### Dados do conjunto
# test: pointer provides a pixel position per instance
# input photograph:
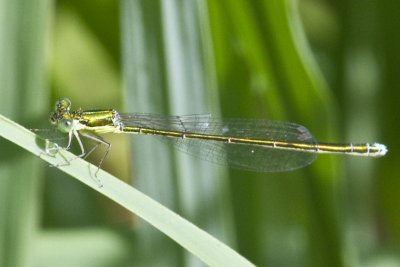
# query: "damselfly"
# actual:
(255, 145)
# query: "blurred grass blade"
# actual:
(169, 69)
(207, 248)
(23, 29)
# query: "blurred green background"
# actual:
(331, 66)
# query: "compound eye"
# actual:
(63, 104)
(53, 118)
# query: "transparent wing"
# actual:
(240, 156)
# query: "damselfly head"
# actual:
(62, 108)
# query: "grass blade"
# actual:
(207, 248)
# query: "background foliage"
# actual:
(328, 65)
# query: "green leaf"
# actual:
(207, 248)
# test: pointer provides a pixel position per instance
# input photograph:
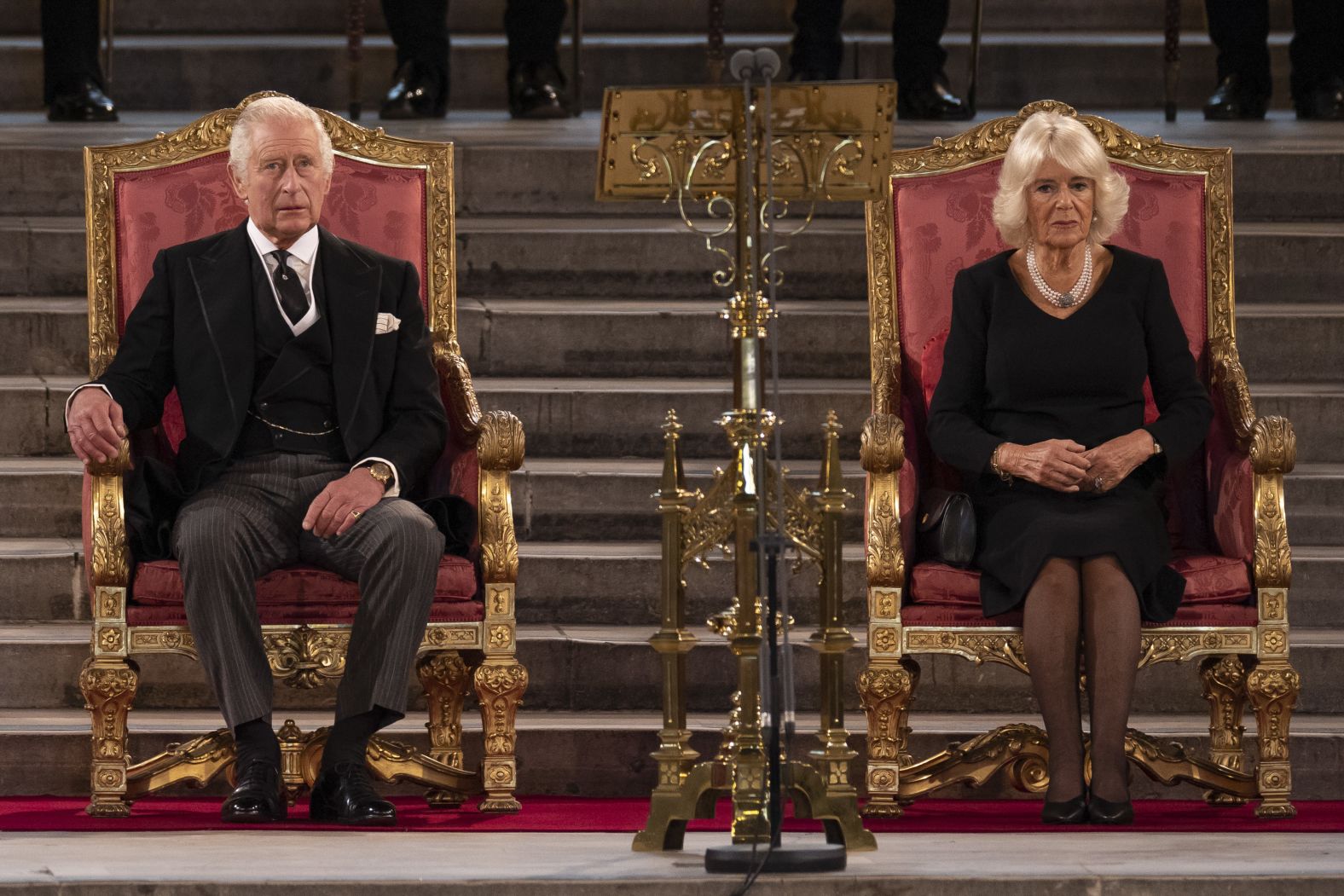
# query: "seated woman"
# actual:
(1040, 406)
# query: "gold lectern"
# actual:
(714, 145)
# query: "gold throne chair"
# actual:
(397, 196)
(1225, 509)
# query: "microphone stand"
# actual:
(769, 544)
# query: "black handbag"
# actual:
(947, 529)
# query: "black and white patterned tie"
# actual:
(291, 291)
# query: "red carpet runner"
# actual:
(576, 814)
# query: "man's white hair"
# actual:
(273, 110)
(1051, 136)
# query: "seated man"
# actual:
(310, 403)
(421, 84)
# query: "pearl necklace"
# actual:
(1054, 298)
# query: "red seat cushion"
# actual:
(1198, 616)
(298, 594)
(1210, 581)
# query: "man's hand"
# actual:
(333, 511)
(1117, 459)
(1055, 464)
(96, 426)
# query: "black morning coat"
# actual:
(194, 331)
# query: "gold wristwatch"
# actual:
(380, 471)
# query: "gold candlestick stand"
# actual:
(709, 145)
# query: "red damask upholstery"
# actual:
(944, 223)
(378, 205)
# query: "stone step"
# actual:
(604, 667)
(606, 754)
(1115, 69)
(310, 16)
(1283, 170)
(656, 257)
(574, 417)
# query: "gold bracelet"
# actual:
(994, 464)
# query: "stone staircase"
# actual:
(589, 321)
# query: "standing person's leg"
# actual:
(392, 552)
(1050, 639)
(917, 62)
(817, 47)
(72, 86)
(1110, 648)
(1318, 54)
(226, 536)
(1239, 30)
(536, 82)
(421, 82)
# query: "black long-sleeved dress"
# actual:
(1014, 373)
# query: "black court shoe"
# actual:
(258, 797)
(1069, 812)
(345, 795)
(1104, 812)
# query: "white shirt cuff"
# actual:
(394, 489)
(78, 389)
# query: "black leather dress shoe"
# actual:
(1324, 101)
(1236, 98)
(1069, 812)
(1104, 812)
(930, 101)
(258, 795)
(345, 795)
(418, 91)
(536, 90)
(86, 104)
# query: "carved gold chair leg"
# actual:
(1223, 680)
(501, 683)
(886, 692)
(109, 688)
(1273, 688)
(443, 676)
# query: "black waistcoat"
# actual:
(292, 382)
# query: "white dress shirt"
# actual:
(303, 257)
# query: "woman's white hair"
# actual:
(273, 110)
(1051, 136)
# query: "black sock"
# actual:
(256, 742)
(348, 739)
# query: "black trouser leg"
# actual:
(420, 32)
(1239, 28)
(69, 46)
(534, 30)
(917, 54)
(817, 46)
(1318, 49)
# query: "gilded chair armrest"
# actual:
(501, 452)
(464, 411)
(882, 452)
(105, 524)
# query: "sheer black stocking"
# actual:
(1050, 637)
(1110, 648)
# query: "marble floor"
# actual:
(1297, 863)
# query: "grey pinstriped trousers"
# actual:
(247, 523)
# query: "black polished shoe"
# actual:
(1104, 812)
(930, 101)
(345, 795)
(1070, 812)
(258, 795)
(1236, 100)
(418, 91)
(85, 104)
(1324, 101)
(536, 90)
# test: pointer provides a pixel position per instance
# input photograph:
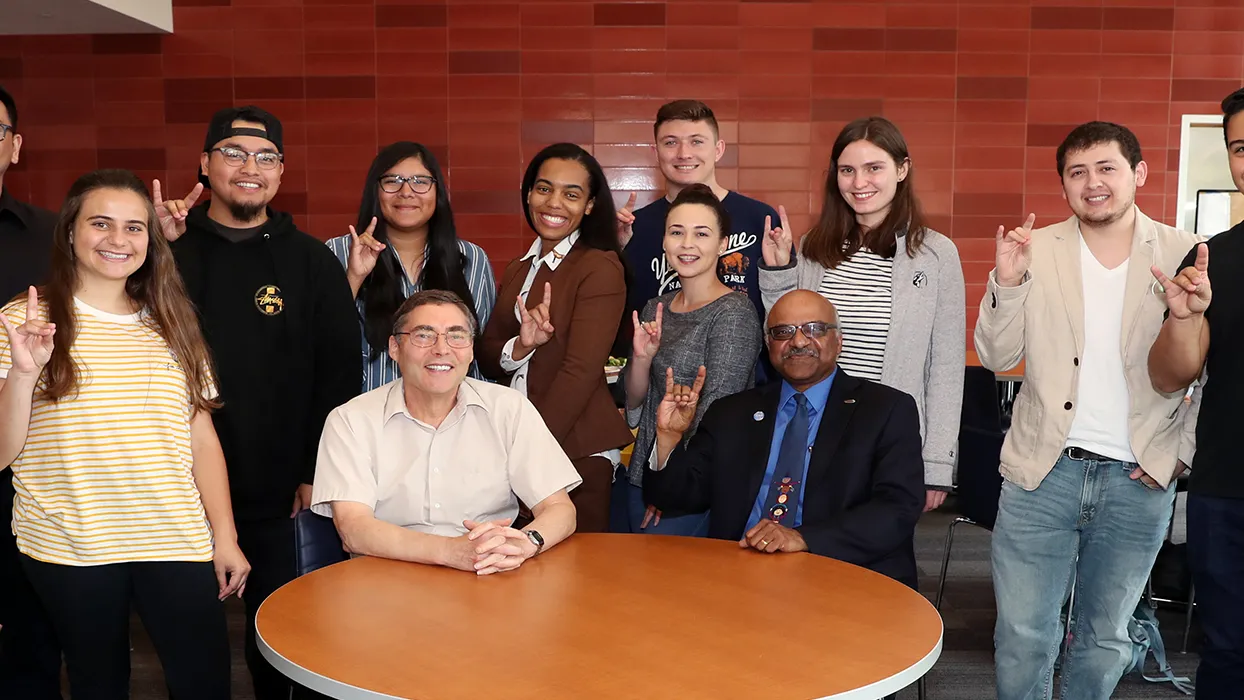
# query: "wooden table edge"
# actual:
(312, 680)
(341, 690)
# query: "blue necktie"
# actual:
(783, 499)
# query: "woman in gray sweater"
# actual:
(704, 325)
(897, 285)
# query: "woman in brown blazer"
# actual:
(559, 310)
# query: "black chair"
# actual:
(316, 542)
(980, 444)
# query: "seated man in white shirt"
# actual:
(431, 468)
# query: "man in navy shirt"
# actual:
(688, 147)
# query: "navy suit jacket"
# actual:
(865, 484)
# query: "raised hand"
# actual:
(647, 335)
(365, 250)
(1014, 253)
(30, 345)
(677, 410)
(626, 220)
(776, 245)
(173, 211)
(1188, 294)
(538, 322)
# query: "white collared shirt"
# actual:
(490, 450)
(552, 259)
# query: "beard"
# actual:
(244, 211)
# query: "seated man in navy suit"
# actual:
(819, 463)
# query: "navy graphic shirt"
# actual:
(738, 266)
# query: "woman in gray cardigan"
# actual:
(703, 326)
(897, 285)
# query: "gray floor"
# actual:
(963, 673)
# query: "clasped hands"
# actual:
(489, 547)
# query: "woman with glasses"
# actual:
(702, 327)
(562, 305)
(897, 285)
(408, 243)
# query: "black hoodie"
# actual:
(281, 323)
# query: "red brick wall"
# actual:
(983, 91)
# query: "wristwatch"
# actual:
(535, 540)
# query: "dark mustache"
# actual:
(809, 351)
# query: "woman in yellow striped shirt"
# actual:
(122, 496)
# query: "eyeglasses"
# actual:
(811, 330)
(427, 337)
(236, 157)
(419, 184)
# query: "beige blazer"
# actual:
(1041, 322)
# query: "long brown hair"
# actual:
(156, 289)
(836, 235)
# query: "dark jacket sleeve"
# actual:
(598, 305)
(338, 366)
(686, 484)
(876, 527)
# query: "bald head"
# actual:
(810, 353)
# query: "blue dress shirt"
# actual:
(817, 396)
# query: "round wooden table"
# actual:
(603, 616)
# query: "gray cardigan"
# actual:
(723, 336)
(926, 343)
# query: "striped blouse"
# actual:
(479, 280)
(106, 475)
(860, 289)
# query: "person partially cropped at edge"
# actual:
(702, 325)
(406, 241)
(1094, 448)
(897, 285)
(688, 146)
(30, 657)
(106, 392)
(560, 308)
(431, 468)
(819, 461)
(1203, 336)
(284, 331)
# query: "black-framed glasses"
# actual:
(810, 330)
(236, 157)
(427, 337)
(419, 184)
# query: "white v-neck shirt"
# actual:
(1102, 405)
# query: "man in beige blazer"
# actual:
(1094, 448)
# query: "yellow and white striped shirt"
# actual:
(106, 474)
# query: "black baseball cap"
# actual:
(222, 128)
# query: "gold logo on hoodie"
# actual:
(269, 300)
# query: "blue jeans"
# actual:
(627, 509)
(1087, 524)
(1216, 556)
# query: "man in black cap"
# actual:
(30, 657)
(281, 322)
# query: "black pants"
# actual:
(177, 602)
(269, 547)
(1216, 556)
(30, 657)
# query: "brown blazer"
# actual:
(566, 376)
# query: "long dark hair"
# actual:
(442, 269)
(598, 229)
(836, 235)
(156, 287)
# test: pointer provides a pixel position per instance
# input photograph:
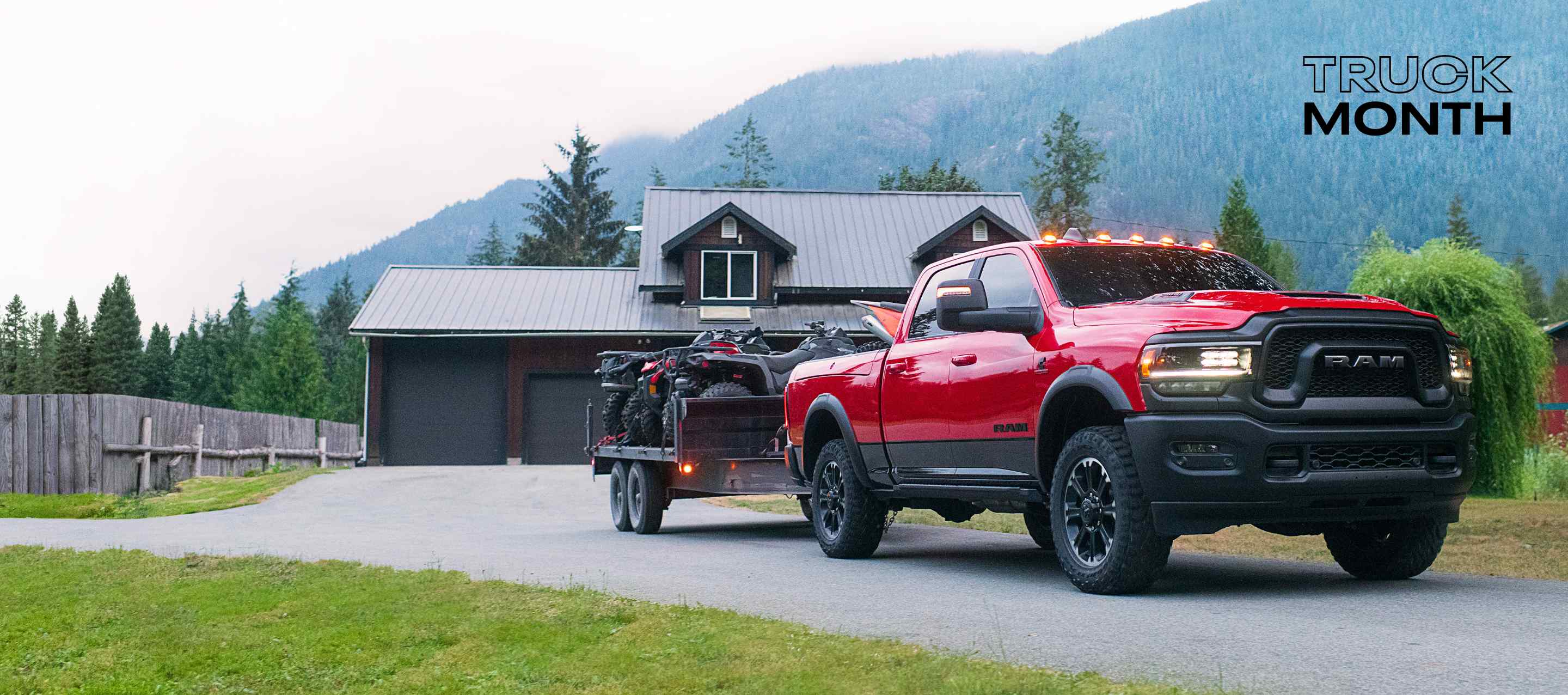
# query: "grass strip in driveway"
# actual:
(190, 496)
(1495, 537)
(132, 622)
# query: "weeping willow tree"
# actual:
(1481, 300)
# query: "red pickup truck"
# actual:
(1123, 393)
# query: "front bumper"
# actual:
(1206, 493)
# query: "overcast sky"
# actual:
(197, 145)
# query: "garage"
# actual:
(557, 409)
(446, 402)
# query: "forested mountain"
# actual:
(1181, 102)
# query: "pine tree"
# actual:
(750, 163)
(491, 252)
(1559, 307)
(287, 377)
(74, 361)
(157, 364)
(15, 349)
(117, 341)
(1071, 165)
(1533, 289)
(46, 352)
(232, 358)
(576, 218)
(1459, 229)
(932, 179)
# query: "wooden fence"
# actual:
(63, 444)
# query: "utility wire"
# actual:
(1307, 241)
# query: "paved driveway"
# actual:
(1252, 625)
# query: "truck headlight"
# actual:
(1460, 368)
(1194, 369)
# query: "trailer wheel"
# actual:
(1101, 521)
(620, 514)
(645, 499)
(847, 520)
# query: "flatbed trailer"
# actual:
(722, 448)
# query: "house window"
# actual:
(730, 275)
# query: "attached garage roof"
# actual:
(526, 300)
(840, 239)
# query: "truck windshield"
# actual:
(1097, 275)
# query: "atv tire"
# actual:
(1387, 550)
(1101, 521)
(726, 389)
(849, 521)
(614, 404)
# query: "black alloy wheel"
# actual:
(1091, 510)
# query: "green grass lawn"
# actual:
(127, 622)
(190, 496)
(1498, 537)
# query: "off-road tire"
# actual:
(726, 389)
(1136, 554)
(614, 404)
(1039, 523)
(645, 498)
(620, 515)
(1387, 550)
(849, 521)
(642, 423)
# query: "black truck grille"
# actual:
(1365, 457)
(1287, 344)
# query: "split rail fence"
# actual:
(118, 444)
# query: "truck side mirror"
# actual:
(961, 308)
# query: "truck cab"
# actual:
(1123, 393)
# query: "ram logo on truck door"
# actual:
(1383, 361)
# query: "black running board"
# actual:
(961, 491)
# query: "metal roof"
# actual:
(529, 300)
(843, 239)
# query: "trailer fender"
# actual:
(824, 416)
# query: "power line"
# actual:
(1307, 241)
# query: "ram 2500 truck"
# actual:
(1123, 393)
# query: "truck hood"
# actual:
(1223, 309)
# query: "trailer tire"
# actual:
(1109, 544)
(1387, 550)
(645, 498)
(847, 518)
(620, 514)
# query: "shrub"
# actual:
(1481, 302)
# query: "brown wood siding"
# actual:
(712, 236)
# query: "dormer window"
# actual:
(730, 275)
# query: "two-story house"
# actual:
(494, 364)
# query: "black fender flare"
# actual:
(833, 409)
(1081, 375)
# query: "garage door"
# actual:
(446, 402)
(555, 416)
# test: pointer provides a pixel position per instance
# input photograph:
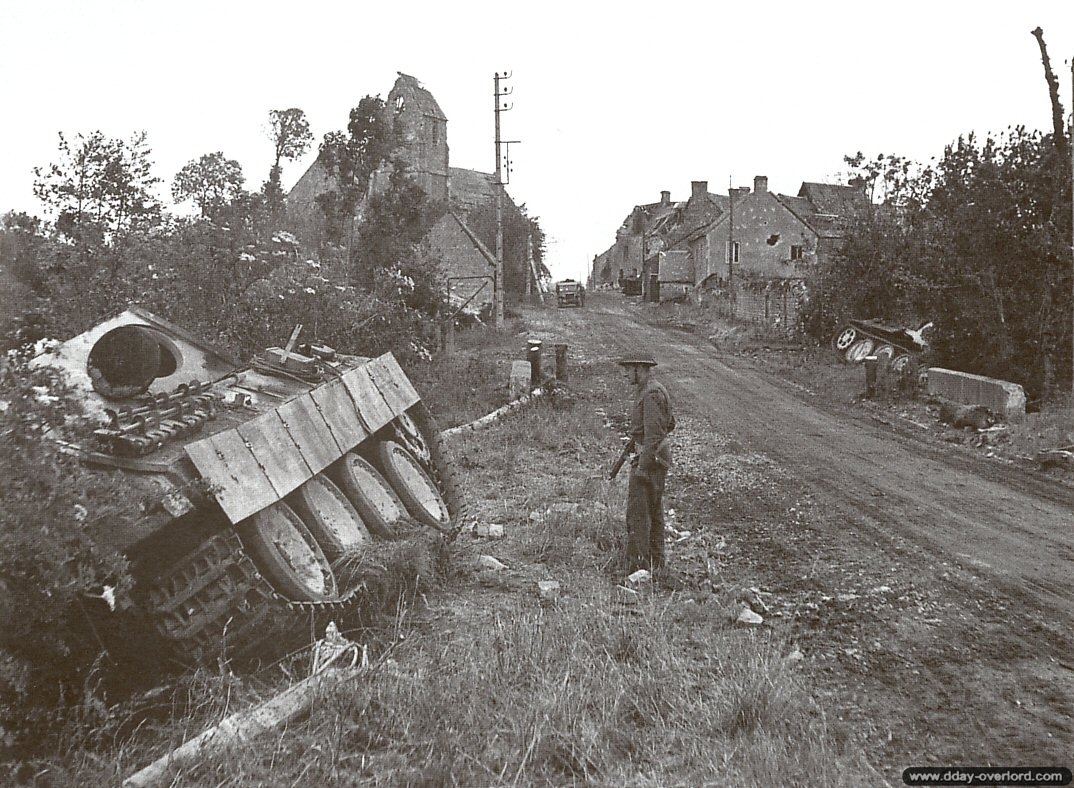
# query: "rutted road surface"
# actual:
(931, 592)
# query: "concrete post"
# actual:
(534, 355)
(561, 362)
(448, 336)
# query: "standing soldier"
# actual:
(651, 420)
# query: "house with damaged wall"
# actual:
(422, 129)
(753, 250)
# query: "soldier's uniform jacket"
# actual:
(651, 421)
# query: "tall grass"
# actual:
(477, 685)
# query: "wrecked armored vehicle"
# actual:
(860, 338)
(260, 483)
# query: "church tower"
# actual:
(423, 134)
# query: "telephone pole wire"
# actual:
(499, 106)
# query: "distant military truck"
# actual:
(632, 285)
(569, 292)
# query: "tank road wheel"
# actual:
(330, 516)
(285, 550)
(857, 352)
(415, 486)
(372, 495)
(845, 338)
(406, 433)
(440, 467)
(900, 363)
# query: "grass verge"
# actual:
(477, 680)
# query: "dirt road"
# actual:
(932, 593)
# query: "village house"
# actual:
(753, 249)
(422, 128)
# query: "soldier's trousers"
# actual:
(644, 520)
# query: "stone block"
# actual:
(1004, 398)
(520, 379)
(548, 591)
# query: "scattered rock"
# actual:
(748, 616)
(753, 597)
(563, 508)
(966, 416)
(519, 382)
(487, 562)
(548, 591)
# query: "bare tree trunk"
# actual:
(1057, 108)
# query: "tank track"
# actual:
(215, 602)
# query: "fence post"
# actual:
(534, 355)
(448, 336)
(561, 362)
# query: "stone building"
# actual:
(422, 130)
(754, 248)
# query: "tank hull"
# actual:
(209, 457)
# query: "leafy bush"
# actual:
(51, 564)
(978, 243)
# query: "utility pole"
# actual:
(499, 106)
(730, 247)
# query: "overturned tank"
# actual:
(860, 338)
(260, 483)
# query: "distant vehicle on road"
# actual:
(632, 285)
(569, 292)
(859, 338)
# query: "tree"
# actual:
(99, 191)
(350, 160)
(211, 181)
(393, 224)
(289, 130)
(978, 243)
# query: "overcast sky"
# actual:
(611, 105)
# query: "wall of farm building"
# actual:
(767, 233)
(773, 305)
(461, 258)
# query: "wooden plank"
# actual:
(392, 382)
(276, 451)
(338, 411)
(241, 485)
(372, 406)
(310, 434)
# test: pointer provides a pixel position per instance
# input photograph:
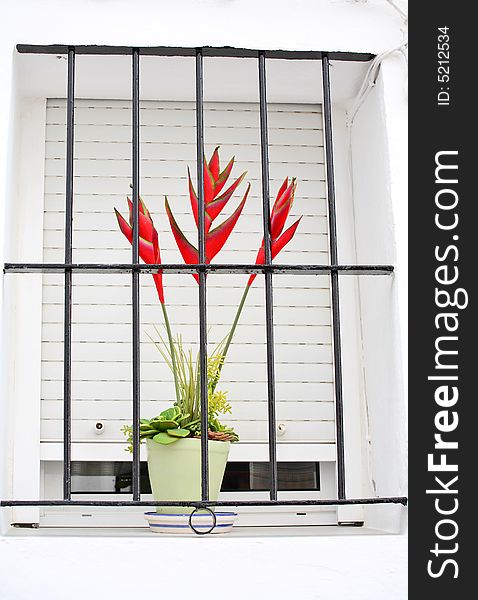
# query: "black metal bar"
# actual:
(181, 268)
(271, 403)
(225, 51)
(334, 278)
(70, 126)
(202, 277)
(334, 502)
(136, 475)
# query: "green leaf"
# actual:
(148, 433)
(163, 424)
(145, 427)
(178, 432)
(164, 438)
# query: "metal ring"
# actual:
(198, 508)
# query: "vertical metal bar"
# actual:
(135, 280)
(202, 277)
(334, 278)
(268, 278)
(70, 124)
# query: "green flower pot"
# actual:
(175, 471)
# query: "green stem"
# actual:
(231, 335)
(172, 350)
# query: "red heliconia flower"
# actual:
(280, 212)
(214, 182)
(148, 240)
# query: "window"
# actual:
(82, 349)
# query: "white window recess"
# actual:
(101, 375)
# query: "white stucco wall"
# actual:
(342, 567)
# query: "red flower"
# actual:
(148, 240)
(214, 181)
(280, 212)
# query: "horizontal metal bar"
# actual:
(334, 502)
(180, 268)
(224, 51)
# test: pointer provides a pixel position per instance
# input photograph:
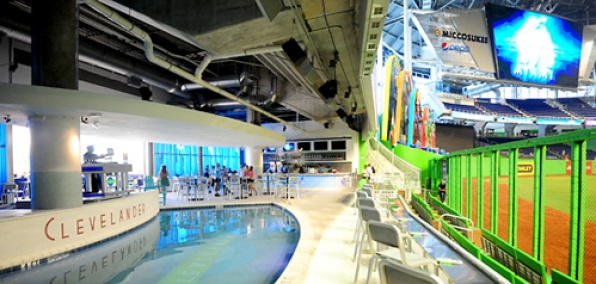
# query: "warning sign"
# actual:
(525, 169)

### Descrição da tarefa
Localize nos dados acima todas as linhas que contêm a palavra "grass" e copie-as. Leve em conta a diferença entre maiúsculas e minúsculas.

### Resposta abaixo
# query: "blurred grass blade"
# query: "grass blade"
# query: "grass strip in driveway"
# query: "green grass lawn"
# query: "tall grass"
# query: "grass verge"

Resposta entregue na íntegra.